- Written task
Reproduce the records verbatim, beginning at the line containing "Segment the tree" and stopping after the line containing "26 33 L 24 34". Leave the pictures out of your answer.

____ Material for this exercise

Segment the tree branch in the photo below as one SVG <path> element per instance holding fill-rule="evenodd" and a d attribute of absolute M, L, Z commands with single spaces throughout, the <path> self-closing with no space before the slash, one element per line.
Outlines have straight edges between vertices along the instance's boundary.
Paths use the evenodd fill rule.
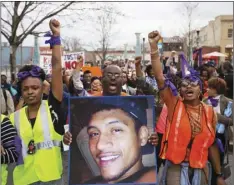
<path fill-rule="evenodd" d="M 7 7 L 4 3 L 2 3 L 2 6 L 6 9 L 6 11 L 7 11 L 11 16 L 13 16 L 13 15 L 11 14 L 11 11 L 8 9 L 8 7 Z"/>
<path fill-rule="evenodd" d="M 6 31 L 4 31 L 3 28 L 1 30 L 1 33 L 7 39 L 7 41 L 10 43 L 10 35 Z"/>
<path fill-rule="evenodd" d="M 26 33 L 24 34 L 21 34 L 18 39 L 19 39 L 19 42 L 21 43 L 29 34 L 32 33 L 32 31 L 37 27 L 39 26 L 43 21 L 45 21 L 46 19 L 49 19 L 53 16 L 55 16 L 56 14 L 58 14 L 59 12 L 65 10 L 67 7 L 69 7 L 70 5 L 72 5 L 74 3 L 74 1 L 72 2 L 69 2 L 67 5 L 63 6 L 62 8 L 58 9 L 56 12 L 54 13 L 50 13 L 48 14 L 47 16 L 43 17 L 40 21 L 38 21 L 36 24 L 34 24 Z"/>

________
____ Material for this exercise

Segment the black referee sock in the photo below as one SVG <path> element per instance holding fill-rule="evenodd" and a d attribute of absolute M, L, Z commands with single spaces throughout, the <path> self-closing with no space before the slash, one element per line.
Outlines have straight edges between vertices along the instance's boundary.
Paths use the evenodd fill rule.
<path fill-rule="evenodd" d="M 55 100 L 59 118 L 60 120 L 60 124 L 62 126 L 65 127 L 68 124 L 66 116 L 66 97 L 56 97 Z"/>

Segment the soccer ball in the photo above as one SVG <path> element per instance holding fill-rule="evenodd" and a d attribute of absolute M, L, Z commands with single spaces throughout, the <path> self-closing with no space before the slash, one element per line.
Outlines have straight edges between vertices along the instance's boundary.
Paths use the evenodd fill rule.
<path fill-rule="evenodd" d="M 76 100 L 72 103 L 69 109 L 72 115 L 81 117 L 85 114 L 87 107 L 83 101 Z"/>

________

- Written solution
Segment the tree branch in the photo below as one SVG <path> element per instance holding fill-rule="evenodd" and a d attribute of absolute M, L, Z commands with single spaces throughout, the <path> self-closing with no space before the slash, one element per line.
Outlines have straight edges between vertices along the instance's boundary.
Paths use the evenodd fill rule.
<path fill-rule="evenodd" d="M 7 7 L 4 3 L 2 3 L 2 6 L 6 9 L 6 11 L 7 11 L 11 16 L 13 16 L 13 15 L 11 14 L 11 11 L 8 9 L 8 7 Z"/>
<path fill-rule="evenodd" d="M 6 31 L 4 31 L 3 28 L 1 30 L 1 33 L 7 39 L 7 41 L 10 43 L 10 35 Z"/>
<path fill-rule="evenodd" d="M 26 33 L 24 34 L 21 34 L 18 39 L 19 39 L 19 42 L 21 43 L 29 34 L 32 33 L 32 31 L 37 27 L 39 26 L 43 21 L 45 21 L 46 19 L 49 19 L 53 16 L 55 16 L 56 14 L 58 14 L 59 12 L 65 10 L 67 7 L 69 7 L 70 5 L 72 5 L 74 3 L 74 1 L 72 2 L 69 2 L 67 5 L 63 6 L 62 8 L 58 9 L 56 12 L 54 13 L 50 13 L 48 14 L 47 16 L 43 17 L 40 21 L 38 21 L 36 24 L 34 24 Z"/>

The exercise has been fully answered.